==== RECORDED INFORMATION

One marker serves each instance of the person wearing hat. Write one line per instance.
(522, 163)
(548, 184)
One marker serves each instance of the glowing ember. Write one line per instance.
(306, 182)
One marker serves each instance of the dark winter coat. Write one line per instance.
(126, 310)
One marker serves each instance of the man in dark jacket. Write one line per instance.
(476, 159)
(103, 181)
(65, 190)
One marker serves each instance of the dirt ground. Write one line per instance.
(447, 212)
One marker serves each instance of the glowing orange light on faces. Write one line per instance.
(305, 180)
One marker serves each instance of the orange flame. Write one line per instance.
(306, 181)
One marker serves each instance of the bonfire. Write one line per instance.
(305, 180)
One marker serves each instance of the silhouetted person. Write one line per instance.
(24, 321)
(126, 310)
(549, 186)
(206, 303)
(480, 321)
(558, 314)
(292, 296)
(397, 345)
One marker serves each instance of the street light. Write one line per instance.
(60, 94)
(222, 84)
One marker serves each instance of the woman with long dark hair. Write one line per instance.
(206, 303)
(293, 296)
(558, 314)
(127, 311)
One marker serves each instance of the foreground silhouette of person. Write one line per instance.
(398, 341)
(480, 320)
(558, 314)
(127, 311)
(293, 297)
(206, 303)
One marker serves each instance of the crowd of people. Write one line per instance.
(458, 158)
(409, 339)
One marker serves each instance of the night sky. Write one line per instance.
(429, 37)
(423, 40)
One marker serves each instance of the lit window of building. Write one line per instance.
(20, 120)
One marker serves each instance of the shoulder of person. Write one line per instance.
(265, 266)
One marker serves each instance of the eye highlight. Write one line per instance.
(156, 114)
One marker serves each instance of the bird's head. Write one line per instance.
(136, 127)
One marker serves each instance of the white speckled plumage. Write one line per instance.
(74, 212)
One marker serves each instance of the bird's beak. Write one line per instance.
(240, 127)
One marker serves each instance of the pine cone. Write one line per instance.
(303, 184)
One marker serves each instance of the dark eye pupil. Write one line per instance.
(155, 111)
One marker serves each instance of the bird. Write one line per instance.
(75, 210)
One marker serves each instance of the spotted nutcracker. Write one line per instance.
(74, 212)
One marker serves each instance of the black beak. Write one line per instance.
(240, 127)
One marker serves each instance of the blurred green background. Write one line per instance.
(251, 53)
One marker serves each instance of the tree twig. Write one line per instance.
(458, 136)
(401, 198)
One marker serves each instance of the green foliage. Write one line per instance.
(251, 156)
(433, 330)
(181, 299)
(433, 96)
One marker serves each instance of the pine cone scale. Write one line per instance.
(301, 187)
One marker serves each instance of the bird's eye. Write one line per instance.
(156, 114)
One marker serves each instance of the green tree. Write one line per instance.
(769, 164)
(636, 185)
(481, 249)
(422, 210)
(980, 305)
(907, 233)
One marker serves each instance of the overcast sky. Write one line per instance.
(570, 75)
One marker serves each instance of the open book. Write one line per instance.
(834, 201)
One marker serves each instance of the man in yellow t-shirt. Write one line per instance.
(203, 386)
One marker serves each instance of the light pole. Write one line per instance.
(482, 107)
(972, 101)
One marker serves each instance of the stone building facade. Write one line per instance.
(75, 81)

========

- [PROBLEM DESCRIPTION] Set down the whole of the material again, exactly.

- [ANSWER TO THIS PROBLEM]
One marker serves each instance of the person wearing hat. Write one line per instance.
(522, 163)
(548, 184)
One marker serves each instance of the glowing ember. Write one line per instance.
(306, 182)
One marker serves each instance of the dark winter coat. Write one line per instance.
(126, 310)
One marker serves each instance of the man in dark jacket. Write one line per instance.
(476, 159)
(103, 181)
(65, 190)
One marker serves each instance of the dirt ground. Write one line per instance.
(447, 212)
One marker serves each instance of the glowing orange light on faces. Write one line per instance.
(305, 180)
One marker serves each instance of the orange flame. Write one line per instance.
(306, 181)
One marker serves each instance of the bonfire. Write one line per instance.
(305, 180)
One marker serves each instance of the silhouetted person. Write one line per instance.
(24, 321)
(126, 310)
(549, 186)
(206, 303)
(480, 321)
(558, 314)
(292, 296)
(397, 345)
One marker serves each instance of the street light. Write one line per instance.
(60, 94)
(222, 84)
One marker serves each instance of the woman with long dark hair. Write one line per instance.
(206, 303)
(293, 296)
(558, 314)
(127, 311)
One marker serves each instance of the foreground silhouette of person. Write one line per instance.
(398, 341)
(480, 320)
(558, 314)
(127, 311)
(293, 297)
(206, 303)
One marker serves each instance of the crowd of people. Write one line per instance.
(458, 158)
(409, 339)
One marker serves each instance of the night sky. Write one line per instance.
(429, 37)
(423, 40)
One marker serves each instance of the lit window of building. Write one line per instance.
(20, 120)
One marker serves each instance of the shoulder of person. Write one line per instance.
(265, 266)
One marker serves each instance of the eye highlight. Write one line per instance.
(156, 114)
One marker serves each instance of the bird's head. Write one line per instance.
(136, 127)
One marker serves each instance of the white speckled plumage. Write one line per instance.
(74, 212)
One marker serves each instance of the bird's beak. Write one line per instance.
(240, 127)
One marker serves each instance of the pine cone. Write one line per instance.
(303, 184)
One marker serves each instance of the dark eye pupil. Write one line per instance.
(155, 111)
One marker serves each instance of the bird. Write one line per instance.
(75, 210)
One marker serves each instance of the spotted nutcracker. Write one line per instance.
(74, 212)
One marker serves each instance of the black beak. Write one line per instance.
(240, 127)
One marker serves each instance of the blurred green background. Write one line per instance.
(251, 53)
One marker serves each instance of the tree twig. Write one line per instance.
(458, 136)
(401, 198)
One marker serves each instance of the green foliage. Write one line per instance.
(251, 156)
(433, 330)
(181, 299)
(433, 96)
One marker serves each instance of the pine cone scale. Write one line per instance.
(301, 187)
One marker serves each instance of the bird's eye. Write one line per instance.
(156, 114)
One marker serves each instance of the green tree. Write one line per instance.
(769, 164)
(636, 185)
(481, 249)
(422, 210)
(980, 305)
(907, 233)
One marker serves each instance of the overcast sky. Write one line per instance.
(570, 75)
One marker serves each instance of the open book. Write one line per instance.
(834, 201)
One marker serves each instance of the man in yellow t-shirt. Write one line per instance.
(203, 386)
One marker serves each instance of the light pole. Write one line per instance.
(482, 107)
(972, 101)
One marker serves each instance of the stone building facade. Write one line per instance.
(75, 81)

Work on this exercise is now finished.